start EXCERPTED DATA

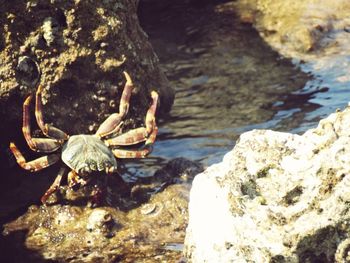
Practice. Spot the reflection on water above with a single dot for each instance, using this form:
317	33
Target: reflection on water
227	81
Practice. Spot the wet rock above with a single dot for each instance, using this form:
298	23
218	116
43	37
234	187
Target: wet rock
127	229
299	29
276	197
80	49
79	234
27	71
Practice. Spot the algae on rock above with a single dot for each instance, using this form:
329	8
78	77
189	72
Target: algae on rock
276	197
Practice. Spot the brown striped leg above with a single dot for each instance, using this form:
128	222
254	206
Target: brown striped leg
113	121
142	153
36	164
55	185
140	134
36	144
47	129
74	179
123	154
151	113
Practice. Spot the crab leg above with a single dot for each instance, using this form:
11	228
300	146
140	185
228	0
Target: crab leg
36	164
74	179
47	129
55	185
113	121
36	144
140	134
142	153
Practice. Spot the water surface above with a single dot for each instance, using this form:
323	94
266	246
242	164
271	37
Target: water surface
228	81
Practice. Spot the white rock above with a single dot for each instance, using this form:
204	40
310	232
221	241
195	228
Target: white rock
276	197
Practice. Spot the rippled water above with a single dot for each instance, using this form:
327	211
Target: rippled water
228	81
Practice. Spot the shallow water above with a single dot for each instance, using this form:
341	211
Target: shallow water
228	81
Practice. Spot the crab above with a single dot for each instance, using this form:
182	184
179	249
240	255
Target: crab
84	154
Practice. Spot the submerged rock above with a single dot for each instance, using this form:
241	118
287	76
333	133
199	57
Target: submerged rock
276	197
143	228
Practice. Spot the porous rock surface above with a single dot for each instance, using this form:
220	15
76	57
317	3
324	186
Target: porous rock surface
146	226
276	197
77	50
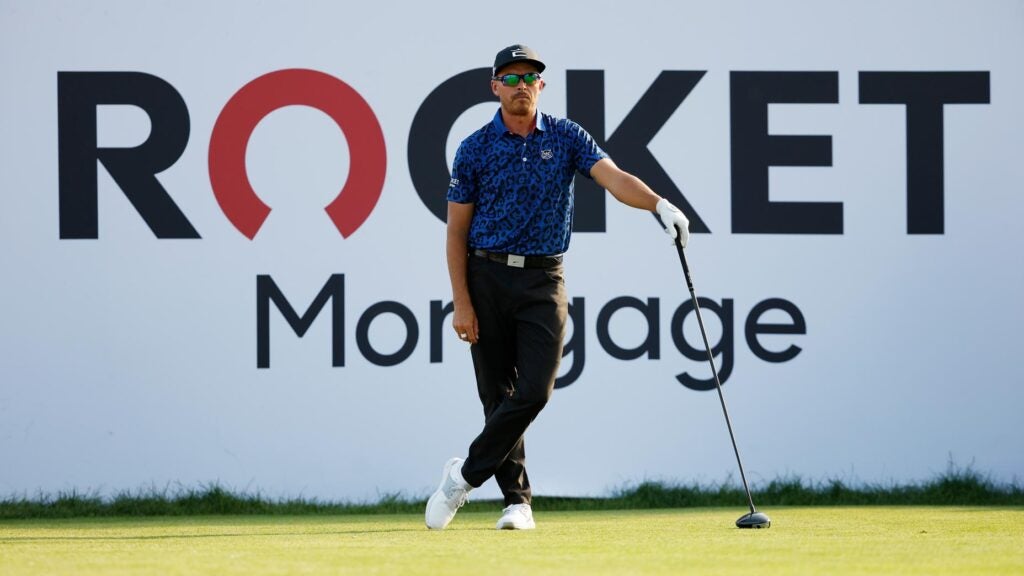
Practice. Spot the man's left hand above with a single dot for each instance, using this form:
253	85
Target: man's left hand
673	217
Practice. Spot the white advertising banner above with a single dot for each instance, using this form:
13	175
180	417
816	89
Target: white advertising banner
222	229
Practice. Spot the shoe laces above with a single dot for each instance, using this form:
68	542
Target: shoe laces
455	494
523	509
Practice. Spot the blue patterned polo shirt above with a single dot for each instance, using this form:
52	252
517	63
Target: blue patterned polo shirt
522	188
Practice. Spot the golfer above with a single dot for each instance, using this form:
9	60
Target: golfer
509	220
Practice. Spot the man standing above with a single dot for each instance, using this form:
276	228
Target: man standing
509	220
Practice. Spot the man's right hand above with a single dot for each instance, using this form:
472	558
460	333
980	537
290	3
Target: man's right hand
464	322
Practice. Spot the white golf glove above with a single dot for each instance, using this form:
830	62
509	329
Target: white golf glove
672	217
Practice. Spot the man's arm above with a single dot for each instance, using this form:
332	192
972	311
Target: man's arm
633	192
625	187
464	317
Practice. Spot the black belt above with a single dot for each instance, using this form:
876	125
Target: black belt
516	260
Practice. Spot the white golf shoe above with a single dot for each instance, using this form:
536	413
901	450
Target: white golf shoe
450	496
516	517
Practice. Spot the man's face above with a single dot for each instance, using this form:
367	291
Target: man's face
519	99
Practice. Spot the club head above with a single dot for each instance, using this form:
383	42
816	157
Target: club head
754	520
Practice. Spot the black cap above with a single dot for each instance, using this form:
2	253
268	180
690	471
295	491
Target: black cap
514	53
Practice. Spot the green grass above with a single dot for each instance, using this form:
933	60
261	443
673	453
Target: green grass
955	487
866	540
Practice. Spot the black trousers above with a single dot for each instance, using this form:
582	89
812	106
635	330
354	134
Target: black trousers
521	315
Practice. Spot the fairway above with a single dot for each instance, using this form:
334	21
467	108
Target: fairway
802	540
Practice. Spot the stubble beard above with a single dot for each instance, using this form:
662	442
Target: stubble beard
520	107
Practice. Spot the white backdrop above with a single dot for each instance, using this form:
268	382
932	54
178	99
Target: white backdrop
130	361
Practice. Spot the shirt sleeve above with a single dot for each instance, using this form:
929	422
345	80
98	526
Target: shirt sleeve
463	187
587	153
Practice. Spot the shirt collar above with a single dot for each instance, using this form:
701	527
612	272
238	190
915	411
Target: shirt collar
499	124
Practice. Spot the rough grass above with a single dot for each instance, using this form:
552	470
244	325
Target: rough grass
838	541
955	487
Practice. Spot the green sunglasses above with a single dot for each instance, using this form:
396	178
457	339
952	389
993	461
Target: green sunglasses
510	80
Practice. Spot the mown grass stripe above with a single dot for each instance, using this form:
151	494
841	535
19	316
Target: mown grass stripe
955	487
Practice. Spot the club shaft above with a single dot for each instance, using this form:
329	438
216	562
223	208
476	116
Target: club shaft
714	371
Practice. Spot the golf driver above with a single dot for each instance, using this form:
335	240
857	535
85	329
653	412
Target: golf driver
754	519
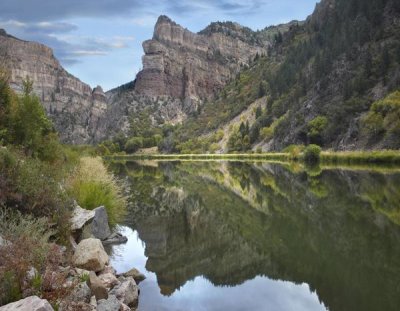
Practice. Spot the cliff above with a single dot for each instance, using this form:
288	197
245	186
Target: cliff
192	67
72	105
325	81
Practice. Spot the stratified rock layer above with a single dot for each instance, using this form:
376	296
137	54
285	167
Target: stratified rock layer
72	105
189	66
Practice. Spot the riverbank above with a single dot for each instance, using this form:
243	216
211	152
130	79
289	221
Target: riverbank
383	157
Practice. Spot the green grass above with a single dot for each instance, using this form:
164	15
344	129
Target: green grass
361	157
284	157
383	157
93	186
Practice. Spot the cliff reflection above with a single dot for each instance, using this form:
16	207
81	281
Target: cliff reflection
336	230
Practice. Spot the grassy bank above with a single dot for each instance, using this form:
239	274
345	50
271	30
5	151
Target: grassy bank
361	157
383	157
284	157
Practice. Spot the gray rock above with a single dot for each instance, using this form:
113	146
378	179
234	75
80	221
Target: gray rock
90	255
32	303
97	287
124	307
111	304
3	242
108	269
81	217
109	280
81	292
115	238
100	228
136	274
93	302
127	292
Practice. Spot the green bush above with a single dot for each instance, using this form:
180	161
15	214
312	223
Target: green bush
312	153
134	144
316	128
92	186
27	247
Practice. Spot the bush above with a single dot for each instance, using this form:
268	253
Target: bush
312	153
294	151
316	128
92	186
134	144
27	246
33	186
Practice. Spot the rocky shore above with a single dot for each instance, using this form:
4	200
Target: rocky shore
91	283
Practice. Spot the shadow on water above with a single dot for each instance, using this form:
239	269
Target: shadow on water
336	230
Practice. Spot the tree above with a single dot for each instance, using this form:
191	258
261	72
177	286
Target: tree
316	128
133	144
258	112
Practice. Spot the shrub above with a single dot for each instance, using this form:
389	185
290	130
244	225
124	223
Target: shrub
316	128
134	144
92	186
27	246
312	153
294	151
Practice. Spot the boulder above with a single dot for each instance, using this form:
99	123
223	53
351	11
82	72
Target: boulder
93	302
110	304
81	272
127	291
80	217
115	238
109	280
100	228
81	292
108	269
90	255
4	242
136	274
97	287
124	307
32	303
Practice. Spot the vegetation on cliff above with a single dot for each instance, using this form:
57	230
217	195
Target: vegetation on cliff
320	80
36	201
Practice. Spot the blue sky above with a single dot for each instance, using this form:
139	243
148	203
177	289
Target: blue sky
100	41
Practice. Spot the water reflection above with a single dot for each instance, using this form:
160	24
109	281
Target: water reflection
251	236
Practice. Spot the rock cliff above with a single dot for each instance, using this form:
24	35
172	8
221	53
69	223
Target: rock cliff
193	67
72	105
182	69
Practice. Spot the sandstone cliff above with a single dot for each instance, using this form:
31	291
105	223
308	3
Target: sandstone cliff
72	105
181	70
193	67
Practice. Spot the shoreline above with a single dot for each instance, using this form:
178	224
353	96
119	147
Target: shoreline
383	157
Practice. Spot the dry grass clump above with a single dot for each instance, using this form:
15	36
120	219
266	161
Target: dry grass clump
92	186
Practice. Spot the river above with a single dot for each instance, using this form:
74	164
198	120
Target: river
261	236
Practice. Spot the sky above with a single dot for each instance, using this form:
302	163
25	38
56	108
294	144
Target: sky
100	41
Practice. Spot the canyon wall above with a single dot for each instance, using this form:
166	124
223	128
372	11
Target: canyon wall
74	108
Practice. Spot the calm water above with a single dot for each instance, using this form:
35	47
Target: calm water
243	236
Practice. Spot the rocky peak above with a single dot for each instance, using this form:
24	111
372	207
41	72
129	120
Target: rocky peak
193	66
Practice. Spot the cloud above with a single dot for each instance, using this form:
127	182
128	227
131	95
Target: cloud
38	10
67	46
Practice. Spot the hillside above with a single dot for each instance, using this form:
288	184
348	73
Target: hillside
72	105
325	81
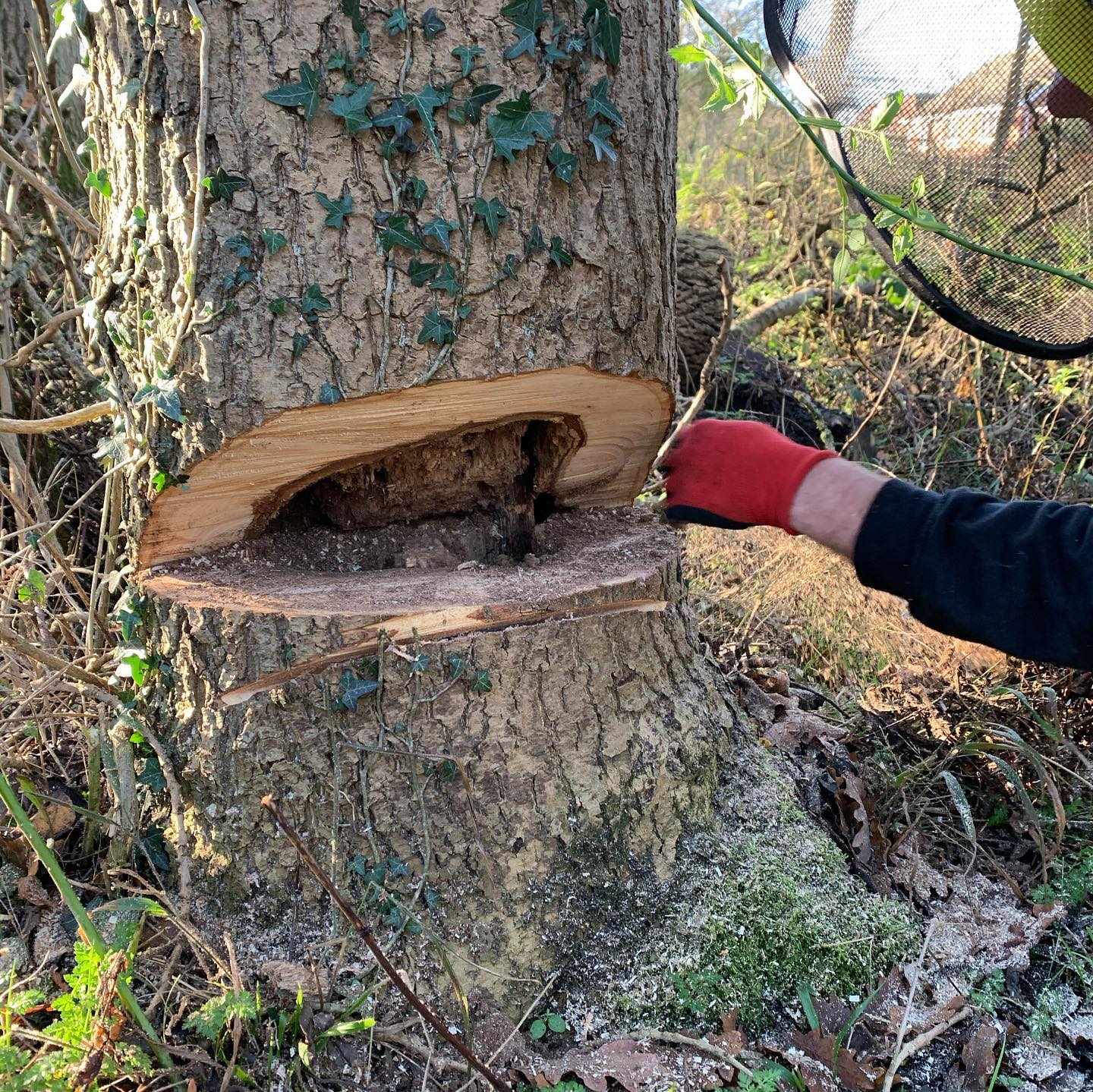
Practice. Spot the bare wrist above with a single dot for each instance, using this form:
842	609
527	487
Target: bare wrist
832	502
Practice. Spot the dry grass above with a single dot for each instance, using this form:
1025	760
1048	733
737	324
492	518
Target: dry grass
767	593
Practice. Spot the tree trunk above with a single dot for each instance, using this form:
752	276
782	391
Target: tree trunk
378	401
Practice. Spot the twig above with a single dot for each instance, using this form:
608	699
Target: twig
698	1044
99	687
888	380
896	1060
50	195
370	938
928	1037
191	282
46	334
54	424
39	62
716	348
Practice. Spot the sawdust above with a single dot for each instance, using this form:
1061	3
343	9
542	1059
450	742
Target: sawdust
586	552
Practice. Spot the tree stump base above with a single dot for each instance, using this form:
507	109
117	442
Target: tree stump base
441	736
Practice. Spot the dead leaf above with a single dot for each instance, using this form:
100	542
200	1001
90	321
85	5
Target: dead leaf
1036	1062
854	814
624	1062
978	1056
31	891
783	722
851	1072
295	977
55	820
909	869
1078	1027
732	1040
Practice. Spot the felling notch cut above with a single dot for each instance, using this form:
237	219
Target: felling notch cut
233	493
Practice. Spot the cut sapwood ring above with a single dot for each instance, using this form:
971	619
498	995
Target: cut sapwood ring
233	494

end EXCERPTED DATA

WHAT YOU ARE ASKED TO DO: Reproduce the lines of the entries above exactly, but only from the line containing "Practice. Spot the tree trunk" through the final line.

SOLUTION BELOW:
Practice. Spot the tree trunk above with a single dot for each instance, using this form:
752	276
782	391
Target: tree trunk
378	401
Practice. Spot the twig above with a single dot for each instance, using this form:
608	699
Target: twig
698	1044
99	687
888	380
896	1060
50	195
370	938
928	1037
191	282
46	334
54	424
39	62
716	348
Practice. Spot the sawdust above with a single dot for each instance, using this form:
1061	3
343	9
542	1059
450	742
Target: sawdust
586	552
Practice. Spot the tree stump base above with a single dot for each instance, using this form:
507	109
117	442
Target: tree stump base
441	736
Practice. Spot the dead leaf above with a single dot for each instance, using this form:
100	542
200	1001
90	321
85	5
Target: dead leaf
1036	1062
854	814
624	1062
978	1056
31	891
783	722
851	1072
295	977
55	820
909	869
1078	1027
732	1040
Practice. Spot the felling notch cut above with a single dot for each instance, using this form:
237	219
Target: felling notch cut
233	493
Practice. Spot the cut sapwood ring above with a single dot for each instance, using this form:
971	619
498	995
Target: cut sapwood ring
233	494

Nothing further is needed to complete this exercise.